Приведённый отрывок
↓↓↓

Есть забавная картинка, изображающая французскую публику на представлении «Эрнани» V. Hugo (1830 г.). На сцене распростерта мертвая донна Соль, а в партере – энтузиаст вцепился в бороду почитателя классической поэзии. Если бы такие сцены происходили в действительности, – кажется, все-таки было бы отраднее. Если бы верхи, например, подрались с партером, если бы публика, возмущенная пьесой или постановкой, хороша она или плоха, была способна закидать актеров гнилыми яблоками. Но этого не бывает и явно не может быть. Не может быть даже того, чтобы публика перестала ходить в театр, единодушно бойкотировала театр или пьесу. Всегда ходит публика во все театры, всегда почти одобряет, редко и робко свистит и шикает, а потом – очень скоро привыкает ко всему, не возмущается уже тем, что возмутило ее недавно. Значит, возмущение было мозговое, исходило не из глубины души, а явилось плодом досужих комнатных фантазий.
Все, что я говорю, слишком известно. Но я не считаю лишним еще и еще раз повторить, что интеллигентная театральная публика наших дней состоит почти целиком из «обреченных смерти», что мы, художники, никогда не примем ее суда над своими истинно живыми вдохновениями и над своим трудом; для нас она – quantite negligeable[1], и ее дело самой устраниться от нашего оскорбительного к ней пренебрежения, от того, что мы на глазах ее, непосвященной, устраиваем ряд опытов, которым приличествовало бы оставаться в пределах «студии», если бы мы не пренебрегали до такой степени современным зрительным залом. Мы предупреждаем эту публику, что она, развлекая себя, занимается, в сущности, бессознательным меценатством, поддерживая в большинстве случаев безжизненные коммерческие предприятия, в каковые обратились наши театры. Мы предупреждаем ее, что она отныне уже не гарантирована ни от каких сценических провокаций, ибо мы, не получая никакого ответа, ни положительного, ни отрицательного, из зрительного зала, вправе делать всевозможные опыты и действительно не знать, что живое и что мертвое в наших исканиях. Мы вправе пользоваться только своими критериями красоты и уродства, добра и зла, потому что нам не позволяют услышать ярого возмущения или благосклонного голоса тех, кому театр действительно дорог и необходим, кто единственно способен «увенчать красоту и низвергнуть безобразие».

↑↑↑

Ваше задание
Перепишите, пожалуйста, отрывок о театральной публике целиком, слово в слово. Записи здесь не понадобятся.

Приложенные записи
↓↓↓

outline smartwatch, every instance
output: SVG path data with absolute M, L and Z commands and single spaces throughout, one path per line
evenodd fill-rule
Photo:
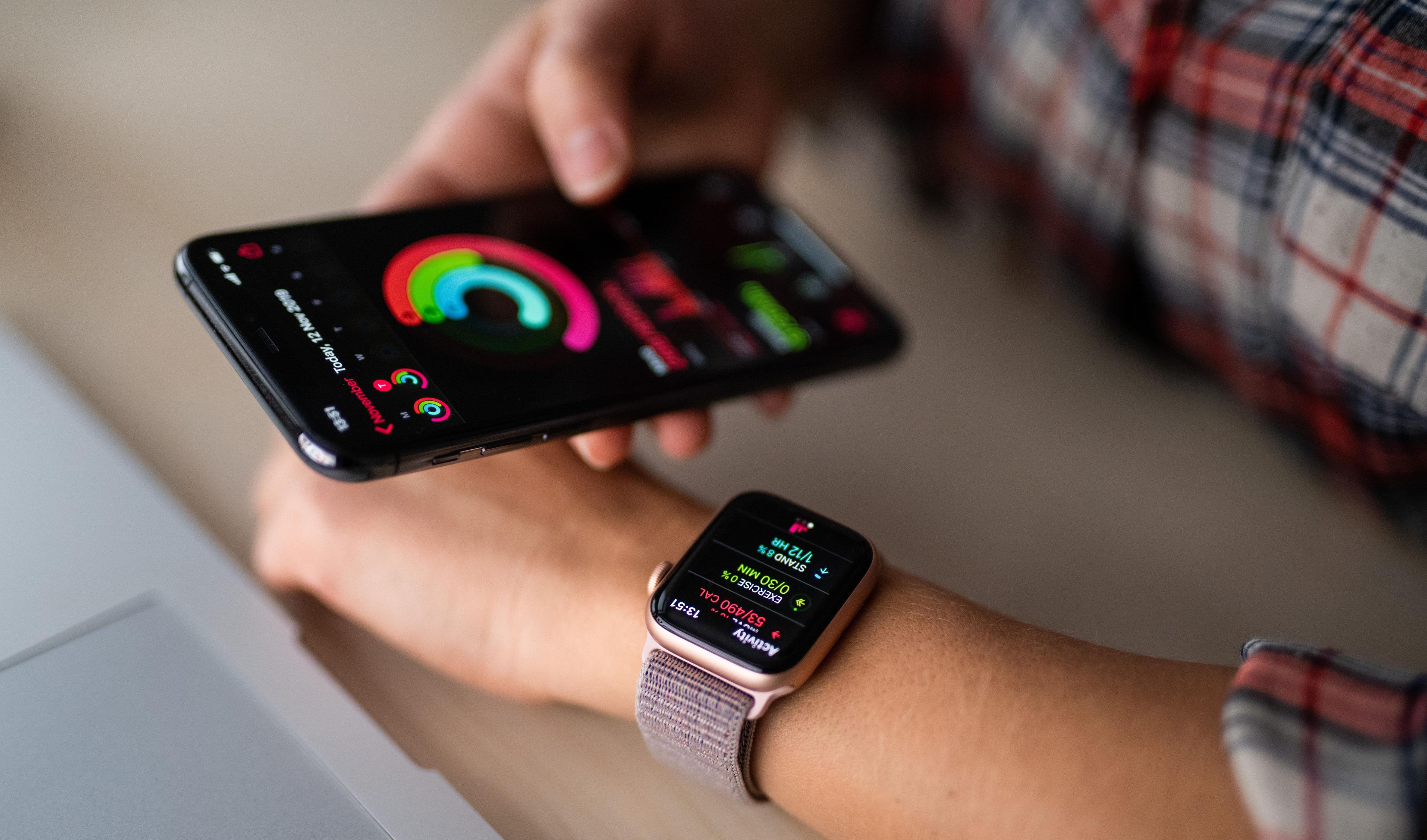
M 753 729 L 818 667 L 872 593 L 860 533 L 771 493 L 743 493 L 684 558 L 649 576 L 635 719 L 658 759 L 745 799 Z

↑↑↑
↓↓↓

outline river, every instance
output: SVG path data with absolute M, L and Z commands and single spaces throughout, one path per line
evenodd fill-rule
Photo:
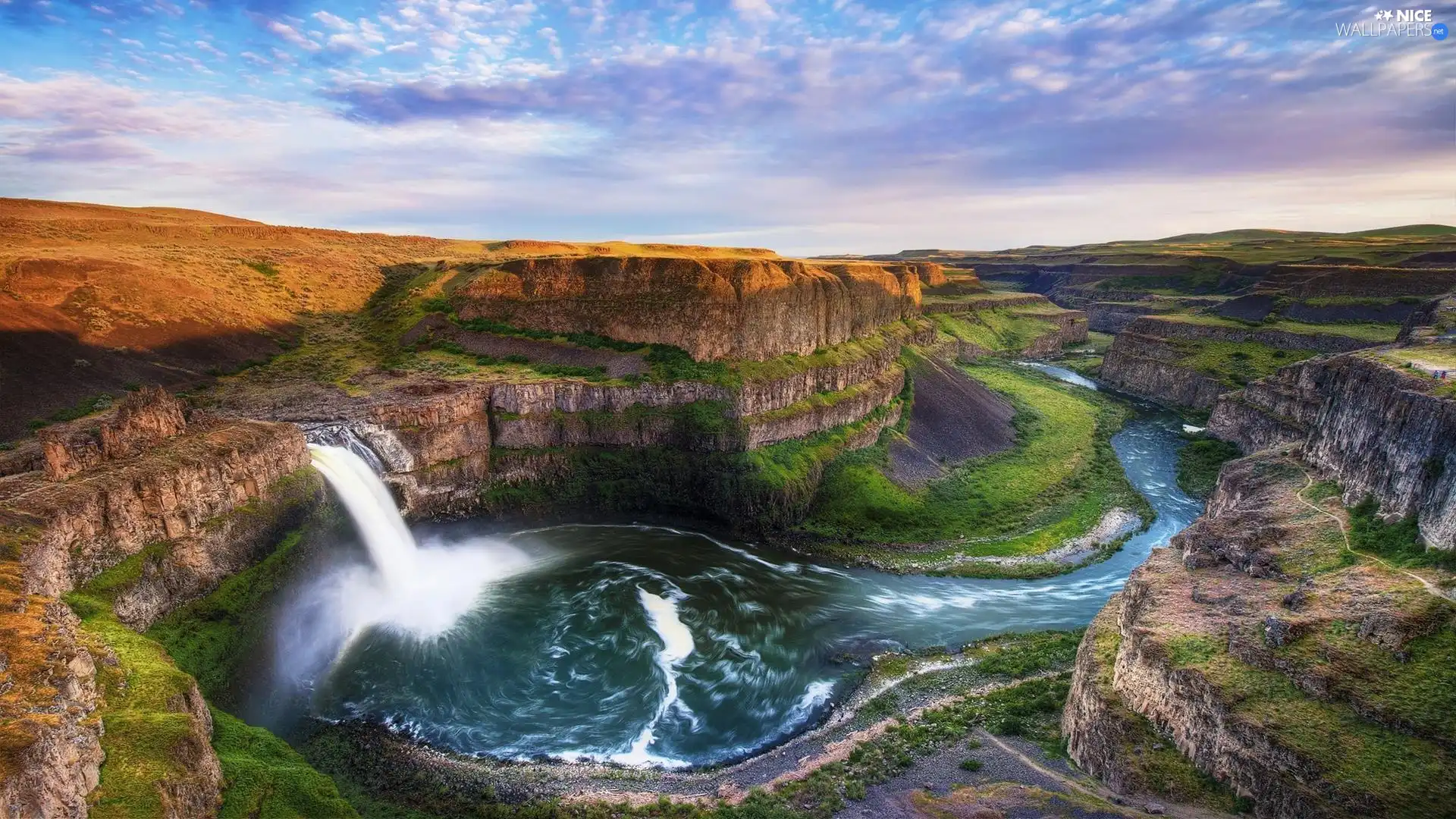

↑↑↑

Письменный ответ
Есть забавная картинка, изображающая французскую публику на представлении «Эрнани» V. Hugo (1830 г.). На сцене распростерта мертвая донна Соль, а в партере – энтузиаст вцепился в бороду почитателя классической поэзии. Если бы такие сцены происходили в действительности, – кажется, все-таки было бы отраднее. Если бы верхи, например, подрались с партером, если бы публика, возмущенная пьесой или постановкой, хороша она или плоха, была способна закидать актеров гнилыми яблоками. Но этого не бывает и явно не может быть. Не может быть даже того, чтобы публика перестала ходить в театр, единодушно бойкотировала театр или пьесу. Всегда ходит публика во все театры, всегда почти одобряет, редко и робко свистит и шикает, а потом – очень скоро привыкает ко всему, не возмущается уже тем, что возмутило ее недавно. Значит, возмущение было мозговое, исходило не из глубины души, а явилось плодом досужих комнатных фантазий.
Все, что я говорю, слишком известно. Но я не считаю лишним еще и еще раз повторить, что интеллигентная театральная публика наших дней состоит почти целиком из «обреченных смерти», что мы, художники, никогда не примем ее суда над своими истинно живыми вдохновениями и над своим трудом; для нас она – quantite negligeable[1], и ее дело самой устраниться от нашего оскорбительного к ней пренебрежения, от того, что мы на глазах ее, непосвященной, устраиваем ряд опытов, которым приличествовало бы оставаться в пределах «студии», если бы мы не пренебрегали до такой степени современным зрительным залом. Мы предупреждаем эту публику, что она, развлекая себя, занимается, в сущности, бессознательным меценатством, поддерживая в большинстве случаев безжизненные коммерческие предприятия, в каковые обратились наши театры. Мы предупреждаем ее, что она отныне уже не гарантирована ни от каких сценических провокаций, ибо мы, не получая никакого ответа, ни положительного, ни отрицательного, из зрительного зала, вправе делать всевозможные опыты и действительно не знать, что живое и что мертвое в наших исканиях. Мы вправе пользоваться только своими критериями красоты и уродства, добра и зла, потому что нам не позволяют услышать ярого возмущения или благосклонного голоса тех, кому театр действительно дорог и необходим, кто единственно способен «увенчать красоту и низвергнуть безобразие».